**Exercise instructions:** Every record below should be printed exactly as it appears.

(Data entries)
---*---
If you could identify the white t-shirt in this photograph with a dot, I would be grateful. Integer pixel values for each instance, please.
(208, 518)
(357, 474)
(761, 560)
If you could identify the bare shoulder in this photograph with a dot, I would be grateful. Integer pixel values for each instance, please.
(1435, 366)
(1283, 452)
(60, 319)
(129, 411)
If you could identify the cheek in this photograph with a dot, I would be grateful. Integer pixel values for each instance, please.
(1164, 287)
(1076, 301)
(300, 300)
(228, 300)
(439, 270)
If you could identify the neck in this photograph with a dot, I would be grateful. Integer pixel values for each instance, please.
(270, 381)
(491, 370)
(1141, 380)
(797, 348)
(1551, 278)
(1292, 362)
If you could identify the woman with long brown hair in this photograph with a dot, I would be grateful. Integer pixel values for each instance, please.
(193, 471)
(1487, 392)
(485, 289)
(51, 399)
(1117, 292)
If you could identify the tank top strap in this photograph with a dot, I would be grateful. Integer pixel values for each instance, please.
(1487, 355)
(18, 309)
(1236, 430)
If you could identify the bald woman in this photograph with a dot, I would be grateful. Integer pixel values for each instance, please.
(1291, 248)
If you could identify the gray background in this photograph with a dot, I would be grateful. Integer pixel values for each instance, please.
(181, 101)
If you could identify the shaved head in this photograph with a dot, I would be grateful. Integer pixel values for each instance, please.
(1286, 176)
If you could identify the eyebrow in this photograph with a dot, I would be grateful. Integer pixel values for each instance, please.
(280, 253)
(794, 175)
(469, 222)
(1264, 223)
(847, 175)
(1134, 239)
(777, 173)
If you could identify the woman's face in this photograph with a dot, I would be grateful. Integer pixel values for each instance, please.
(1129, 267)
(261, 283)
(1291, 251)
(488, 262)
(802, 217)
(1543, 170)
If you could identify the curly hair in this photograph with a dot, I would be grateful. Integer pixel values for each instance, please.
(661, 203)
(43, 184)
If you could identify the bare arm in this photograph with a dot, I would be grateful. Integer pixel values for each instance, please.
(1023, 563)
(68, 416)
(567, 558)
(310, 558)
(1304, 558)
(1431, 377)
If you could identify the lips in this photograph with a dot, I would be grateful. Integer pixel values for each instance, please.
---*---
**Answer to this exercise:**
If you could identify the white t-shirt in this photograph with a dot, I would be grateful. Integer pixel values for each instance, please.
(208, 518)
(357, 474)
(761, 560)
If you could identify the bare shoulder in this photograph with a dot, I would be grateful. Integer pixel values for each instance, please.
(1435, 366)
(1283, 452)
(60, 319)
(129, 411)
If you could identify the cheek in this photograph with a dot, I would be grateful. Integer pixel values for each instance, please.
(1164, 287)
(1076, 301)
(300, 300)
(228, 300)
(439, 270)
If you could identify the neck in this photograph with a dot, I would be grateful. Integer pixel values for each instance, please.
(270, 381)
(491, 370)
(1141, 380)
(797, 348)
(1551, 278)
(1292, 362)
If you could identify the woman with long brown hair in this photograph with a dot, I would be grateful. Integer pixel values for each instance, please.
(193, 471)
(1487, 392)
(485, 289)
(51, 399)
(1117, 292)
If you could identify the tank top strap in this photograph with a dot, I would be grateful. Integer pixel values for each instance, please.
(1487, 355)
(18, 309)
(1236, 430)
If you could identify the bald woman in this photograph with a dot, I would be grateful. Integer pixel values for each instance, please.
(1291, 248)
If you could identify the gray background in this photograph with a dot, I would be grateful. Integer pixel values for each instance, please.
(181, 101)
If you could identify the shaved head in this photograph with a dot, I would be grateful. Integer pixel values for each instance, please.
(1286, 176)
If you could identify the eyebrow in this photograph with a dot, I would be grateful. Integer pixel values for each instance, please.
(280, 253)
(794, 175)
(469, 222)
(1264, 223)
(847, 175)
(1134, 239)
(777, 173)
If you could identify the woman's face in this photograph with a dot, I would be grateful. Integer pixel values for each instance, please.
(1129, 267)
(261, 283)
(1291, 251)
(488, 262)
(802, 217)
(1543, 170)
If you could identify the curly hair in this photograph with a dot, I would be grateful. Integer pixel values for each instance, please.
(661, 203)
(43, 184)
If you could identify the bare arm in this photograph with a dot, I would be grateful. Integer pixel values for each instance, please.
(1023, 563)
(68, 416)
(567, 558)
(310, 558)
(1304, 558)
(1431, 377)
If you could identify the lips in this photograph with a dot, I would be grateful. Integer pixel values for each instance, please.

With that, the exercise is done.